> To do
Please return every record below exactly as it stands.

> Data in this exercise
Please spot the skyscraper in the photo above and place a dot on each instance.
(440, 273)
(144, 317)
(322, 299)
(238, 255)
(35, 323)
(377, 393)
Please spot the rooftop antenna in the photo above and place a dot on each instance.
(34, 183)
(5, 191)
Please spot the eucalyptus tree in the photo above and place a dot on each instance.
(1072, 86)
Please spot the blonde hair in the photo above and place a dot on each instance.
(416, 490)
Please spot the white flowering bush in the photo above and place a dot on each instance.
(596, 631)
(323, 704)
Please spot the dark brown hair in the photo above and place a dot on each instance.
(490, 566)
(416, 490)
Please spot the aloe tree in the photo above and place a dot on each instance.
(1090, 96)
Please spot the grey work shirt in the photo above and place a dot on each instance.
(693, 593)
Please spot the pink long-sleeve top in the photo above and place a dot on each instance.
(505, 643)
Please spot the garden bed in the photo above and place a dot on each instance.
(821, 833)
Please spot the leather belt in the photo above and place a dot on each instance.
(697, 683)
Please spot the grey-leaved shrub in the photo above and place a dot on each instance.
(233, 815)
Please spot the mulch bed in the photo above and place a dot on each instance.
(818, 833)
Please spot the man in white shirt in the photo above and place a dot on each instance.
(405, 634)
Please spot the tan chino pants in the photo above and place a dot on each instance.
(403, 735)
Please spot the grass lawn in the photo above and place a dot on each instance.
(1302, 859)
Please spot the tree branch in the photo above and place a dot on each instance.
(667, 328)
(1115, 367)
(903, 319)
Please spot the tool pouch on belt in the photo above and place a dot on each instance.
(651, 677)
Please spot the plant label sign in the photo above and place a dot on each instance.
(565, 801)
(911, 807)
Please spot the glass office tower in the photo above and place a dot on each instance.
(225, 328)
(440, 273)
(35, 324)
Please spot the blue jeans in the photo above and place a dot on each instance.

> Solution for this problem
Please spot the skyscraper in the photo above and place a dot on each instance.
(440, 273)
(144, 317)
(322, 299)
(238, 255)
(35, 323)
(377, 393)
Please spot the rooftop antenna in the photo above and place a dot on each instance.
(34, 183)
(5, 191)
Please spot the eucalyptus tree in the photo above and place a dot on each instance.
(1072, 86)
Please spot the blonde hair in the photo above and place a dot on each instance.
(416, 490)
Please spot the white flowering bush in the photo above and place a dot on each instance.
(596, 631)
(323, 704)
Please spot the dark brown hair in the photo above and place a dot on each instance.
(490, 566)
(416, 490)
Please spot the aloe tree in the photo above and place a dot on each instance.
(1090, 96)
Please spot the grey work shirt in the photo above and place a dot on each instance.
(693, 593)
Please spot the pink long-sleeve top in the photo above and place a dot on each instance.
(505, 643)
Please spot the garden bed in the photo above and place a dot on each instance.
(821, 833)
Please spot the leather belt in the photo above and place a dot on each instance.
(697, 683)
Please spot the grey-leaved shrub in the photo above and place a dot on each instance.
(233, 815)
Please spot the mulch bed in the photo above and place a dot on each instance.
(818, 833)
Please spot the man in white shirt in the photo above and place a dot on each instance.
(405, 634)
Please spot the tan chino pants in the photo above and place a dot on each instance.
(403, 735)
Please spot the grass lawn in the photo above and place a dot on each instance.
(1302, 859)
Please spot the tree branch in the photo above and place a dot on each instance.
(667, 328)
(1115, 367)
(903, 319)
Please spot the tool pouch on belt in the photo above and place a dot on each instance.
(651, 677)
Please spot the plant label sign in the photo above and place a dot on each instance.
(565, 801)
(911, 807)
Please spot the glass office tower in the photo above and place a dot on each instance.
(225, 328)
(440, 273)
(35, 324)
Please spot the blue jeans in the photo above and place a dot on each instance.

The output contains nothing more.